◆ PROMPT
Rewrite the material from the line containing "Can you locate the stubble" through the end, with "Drop a point" changed to "Place a point" and nothing else altered.

Coordinate annotation records
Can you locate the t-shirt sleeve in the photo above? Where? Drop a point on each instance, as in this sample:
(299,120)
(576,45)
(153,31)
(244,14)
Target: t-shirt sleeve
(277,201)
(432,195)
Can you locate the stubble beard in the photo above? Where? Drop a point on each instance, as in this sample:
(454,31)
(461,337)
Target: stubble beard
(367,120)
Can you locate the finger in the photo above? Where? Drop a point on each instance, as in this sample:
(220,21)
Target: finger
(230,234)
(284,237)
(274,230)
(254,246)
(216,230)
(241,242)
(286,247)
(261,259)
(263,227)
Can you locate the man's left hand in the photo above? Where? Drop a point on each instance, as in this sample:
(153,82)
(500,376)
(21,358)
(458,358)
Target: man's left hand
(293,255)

◆ FULL RESPONSE
Can you locate the stubble beard in the photo above? Where? Place a point on each instance, as in this sample:
(454,31)
(461,337)
Target: stubble beard
(367,120)
Can you locate the finger in the photo above? Where? Place a point on each instance, as in this sample:
(220,21)
Target: finger
(230,234)
(284,237)
(274,230)
(254,246)
(216,230)
(241,242)
(286,247)
(261,259)
(263,227)
Can you locate the man's left hand in the photo above? Where? Place a point on each instance, as in this sample:
(153,82)
(500,376)
(21,358)
(458,358)
Target: man's left hand
(293,255)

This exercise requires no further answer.